Study questions:
#1 In the text on zero-shot tokenizer transfer, what does the hypernetwork take as input, and what does it output?
#2 Carry the text on zero-shot tokenizer transfer forward from its last sentence.

Reading text:
********************

Zero-Shot Tokenizer Transfer

Introduction

"Zero-Shot Tokenizer Transfer" introduces the problem of detaching LMs from the tokenizer they were initially trained with, a process referred to as Zero-Shot Tokenizer Transfer (ZeTT). This work addresses the challenge of maintaining model performance when swapping the original tokenizer with a new one without any additional data for training the new tokenizer embeddings. The paper proposes a new method using a hypernetwork to predict embeddings for any given tokenizer on-the-fly, thus enabling flexibility and efficiency across languages and domains by reducing tokenization costs.

Methodology

The core of the ZeTT problem lies in predicting suitable embeddings for an alternate tokenizer, for which the authors design a hypernetwork. This hypernetwork takes as input the tokenizer and outputs the corresponding embeddings. Notably, the hypernetwork is trained across a diverse distribution of tokenizers, enabling it to generalize and predict embeddings for unseen tokenizers.

Hypernetwork Architecture

The hypernetwork employs a transformer-based architecture to predict the embeddings for tokens in the new tokenizer's vocabulary. The hypernetwork operates by decomposing new tokens using the original tokenizer's function and embedding them using original embeddings. It consists of multiple transformer layers tasked with learning how to compose these sequences into suitable embeddings (Figure 1).

Figure 1: The hypernetwork consists of a LLM $\mathrm{HLM_\theta}$ that learns to compose embeddings for new tokenizers.

********************

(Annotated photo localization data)
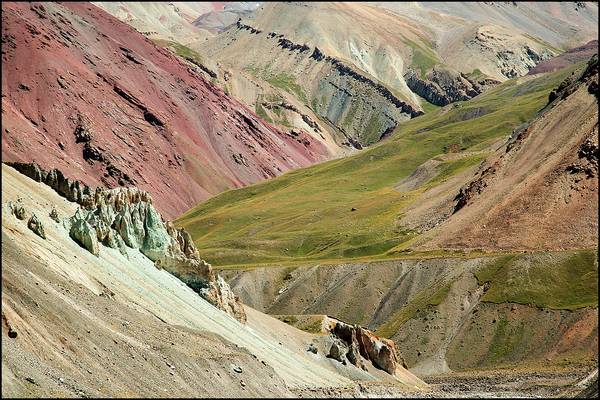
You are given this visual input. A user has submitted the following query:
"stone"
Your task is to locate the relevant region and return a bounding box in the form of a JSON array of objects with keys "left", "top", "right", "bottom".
[
  {"left": 327, "top": 339, "right": 348, "bottom": 363},
  {"left": 328, "top": 318, "right": 406, "bottom": 375},
  {"left": 12, "top": 201, "right": 27, "bottom": 220},
  {"left": 140, "top": 204, "right": 171, "bottom": 261},
  {"left": 69, "top": 209, "right": 100, "bottom": 256},
  {"left": 27, "top": 214, "right": 46, "bottom": 239},
  {"left": 9, "top": 162, "right": 246, "bottom": 323},
  {"left": 49, "top": 207, "right": 60, "bottom": 223}
]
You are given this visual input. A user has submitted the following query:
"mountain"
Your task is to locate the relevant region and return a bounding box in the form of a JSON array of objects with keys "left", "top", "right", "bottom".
[
  {"left": 527, "top": 40, "right": 598, "bottom": 75},
  {"left": 92, "top": 1, "right": 218, "bottom": 43},
  {"left": 2, "top": 165, "right": 427, "bottom": 397},
  {"left": 176, "top": 55, "right": 599, "bottom": 386},
  {"left": 177, "top": 62, "right": 597, "bottom": 265},
  {"left": 94, "top": 2, "right": 598, "bottom": 155},
  {"left": 2, "top": 3, "right": 329, "bottom": 217},
  {"left": 186, "top": 2, "right": 597, "bottom": 148}
]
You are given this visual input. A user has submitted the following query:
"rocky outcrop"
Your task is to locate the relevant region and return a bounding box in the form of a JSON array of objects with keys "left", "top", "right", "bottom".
[
  {"left": 465, "top": 25, "right": 553, "bottom": 79},
  {"left": 548, "top": 54, "right": 598, "bottom": 103},
  {"left": 454, "top": 54, "right": 600, "bottom": 213},
  {"left": 404, "top": 67, "right": 500, "bottom": 106},
  {"left": 69, "top": 210, "right": 100, "bottom": 257},
  {"left": 328, "top": 317, "right": 406, "bottom": 375},
  {"left": 6, "top": 162, "right": 91, "bottom": 204},
  {"left": 27, "top": 214, "right": 46, "bottom": 239},
  {"left": 10, "top": 163, "right": 246, "bottom": 322}
]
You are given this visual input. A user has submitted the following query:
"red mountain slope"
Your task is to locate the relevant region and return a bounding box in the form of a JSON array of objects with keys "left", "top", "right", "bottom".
[{"left": 2, "top": 3, "right": 327, "bottom": 218}]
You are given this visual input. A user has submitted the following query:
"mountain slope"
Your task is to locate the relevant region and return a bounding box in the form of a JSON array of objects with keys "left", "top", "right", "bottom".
[
  {"left": 2, "top": 165, "right": 426, "bottom": 397},
  {"left": 176, "top": 61, "right": 584, "bottom": 265},
  {"left": 425, "top": 55, "right": 599, "bottom": 250},
  {"left": 2, "top": 3, "right": 328, "bottom": 217}
]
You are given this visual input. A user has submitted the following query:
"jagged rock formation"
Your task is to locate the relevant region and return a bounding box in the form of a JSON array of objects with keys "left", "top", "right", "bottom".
[
  {"left": 198, "top": 18, "right": 423, "bottom": 149},
  {"left": 466, "top": 25, "right": 554, "bottom": 79},
  {"left": 9, "top": 163, "right": 246, "bottom": 322},
  {"left": 328, "top": 317, "right": 406, "bottom": 375},
  {"left": 2, "top": 2, "right": 329, "bottom": 218},
  {"left": 404, "top": 66, "right": 500, "bottom": 106},
  {"left": 27, "top": 214, "right": 46, "bottom": 239}
]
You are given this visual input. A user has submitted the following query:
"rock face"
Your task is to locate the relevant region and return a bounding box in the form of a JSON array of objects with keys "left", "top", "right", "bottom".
[
  {"left": 404, "top": 66, "right": 500, "bottom": 106},
  {"left": 2, "top": 2, "right": 329, "bottom": 218},
  {"left": 69, "top": 210, "right": 100, "bottom": 256},
  {"left": 9, "top": 163, "right": 246, "bottom": 322},
  {"left": 328, "top": 317, "right": 406, "bottom": 375},
  {"left": 27, "top": 214, "right": 46, "bottom": 239}
]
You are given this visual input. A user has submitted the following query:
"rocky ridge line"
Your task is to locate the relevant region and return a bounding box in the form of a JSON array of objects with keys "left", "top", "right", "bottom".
[
  {"left": 404, "top": 67, "right": 500, "bottom": 106},
  {"left": 236, "top": 20, "right": 423, "bottom": 118},
  {"left": 454, "top": 54, "right": 600, "bottom": 213},
  {"left": 6, "top": 163, "right": 246, "bottom": 322}
]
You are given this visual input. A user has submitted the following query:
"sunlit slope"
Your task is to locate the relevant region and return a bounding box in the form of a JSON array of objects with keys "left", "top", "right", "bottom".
[{"left": 177, "top": 65, "right": 581, "bottom": 265}]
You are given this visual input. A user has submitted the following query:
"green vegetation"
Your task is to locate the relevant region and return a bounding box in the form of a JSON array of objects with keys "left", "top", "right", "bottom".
[
  {"left": 154, "top": 39, "right": 203, "bottom": 64},
  {"left": 176, "top": 63, "right": 574, "bottom": 266},
  {"left": 486, "top": 318, "right": 525, "bottom": 364},
  {"left": 375, "top": 277, "right": 452, "bottom": 338},
  {"left": 254, "top": 101, "right": 273, "bottom": 123},
  {"left": 476, "top": 250, "right": 598, "bottom": 310}
]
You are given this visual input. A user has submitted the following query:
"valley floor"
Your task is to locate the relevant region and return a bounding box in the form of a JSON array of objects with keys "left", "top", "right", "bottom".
[{"left": 294, "top": 364, "right": 597, "bottom": 398}]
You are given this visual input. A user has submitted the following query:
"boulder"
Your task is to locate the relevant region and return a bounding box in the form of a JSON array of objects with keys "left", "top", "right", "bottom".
[
  {"left": 27, "top": 214, "right": 46, "bottom": 239},
  {"left": 69, "top": 209, "right": 100, "bottom": 256},
  {"left": 328, "top": 318, "right": 405, "bottom": 375},
  {"left": 11, "top": 163, "right": 246, "bottom": 322},
  {"left": 49, "top": 207, "right": 60, "bottom": 223}
]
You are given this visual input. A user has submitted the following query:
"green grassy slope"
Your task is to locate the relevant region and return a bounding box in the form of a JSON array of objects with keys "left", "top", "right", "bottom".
[{"left": 176, "top": 67, "right": 575, "bottom": 266}]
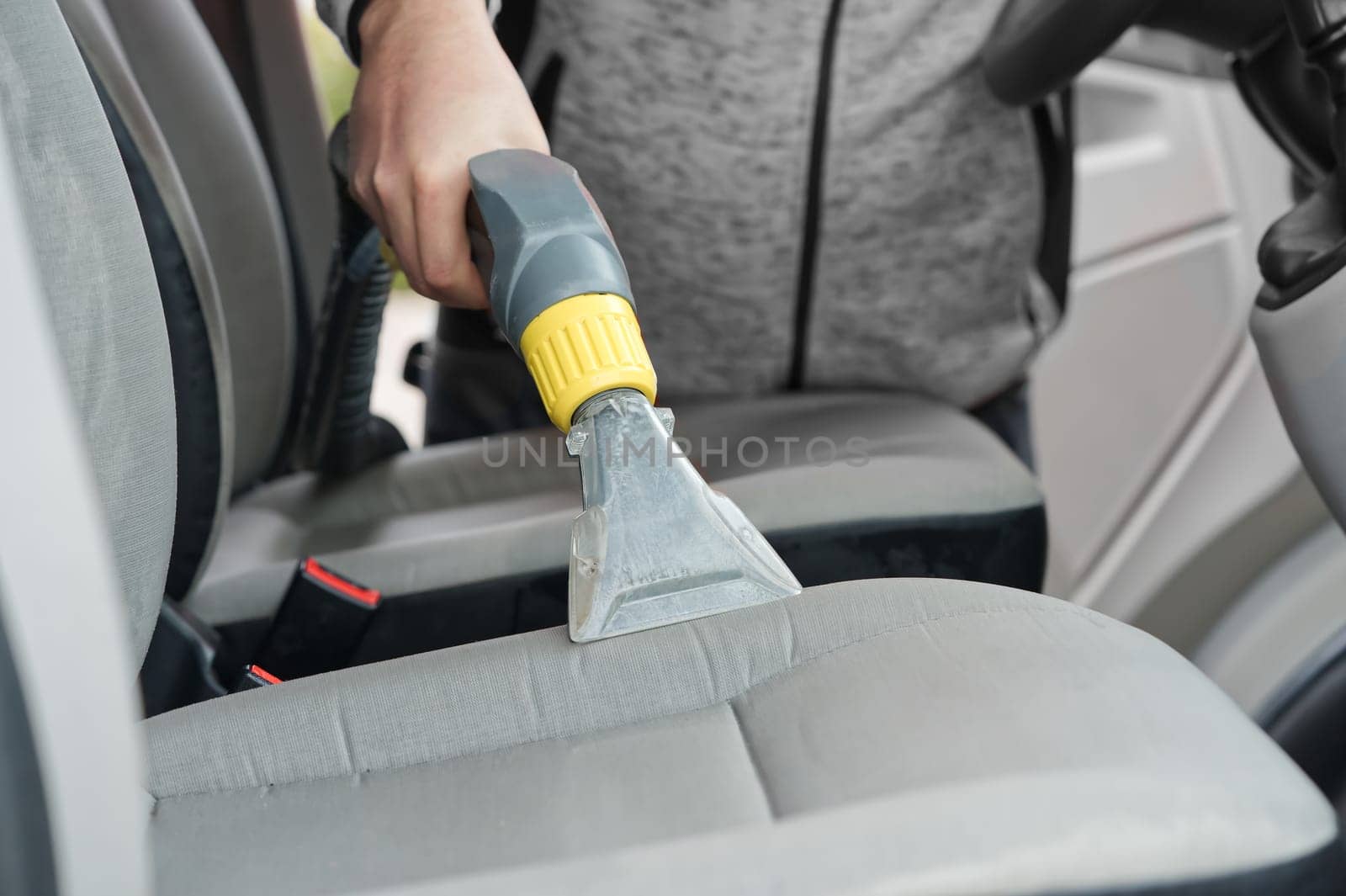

********************

Exercise responses:
#1 It takes the tokenizer as input and outputs the corresponding embeddings.

#2
Training and Loss Functions

To effectively train the hypernetwork, the authors introduce a two-stage process. The initial stage involves a MIMICK-style warmup, where the hypernetwork learns to mimic the embedding parameters of the original model. This stage sets a foundational understanding, preventing divergence during subsequent training. The primary training minimizes a combined loss function comprising the main LLM loss and an auxiliary loss penalizing drift from the original embeddings:

$\mathcal{L}^{\text{final}}_{\theta} = \mathcal{L}_\theta(T_b(x), H_\theta(\mathcal{V}_b, T_b), \psi) + \alpha \cdot \mathcal{L}^{\text{aux}}_\theta$

Experiments

The authors validate their approach using Mistral-7B and XLM-R models across several benchmarks in natural languages and coding tasks. The hypernetwork is shown to maintain cross-lingual and domain-specific task performance close to original models while markedly shortening the tokenized sequences. For instance, the deployment of monolingual tokenizers results in a significant reduction in sequence length, contributing to faster inference times and improved efficiency.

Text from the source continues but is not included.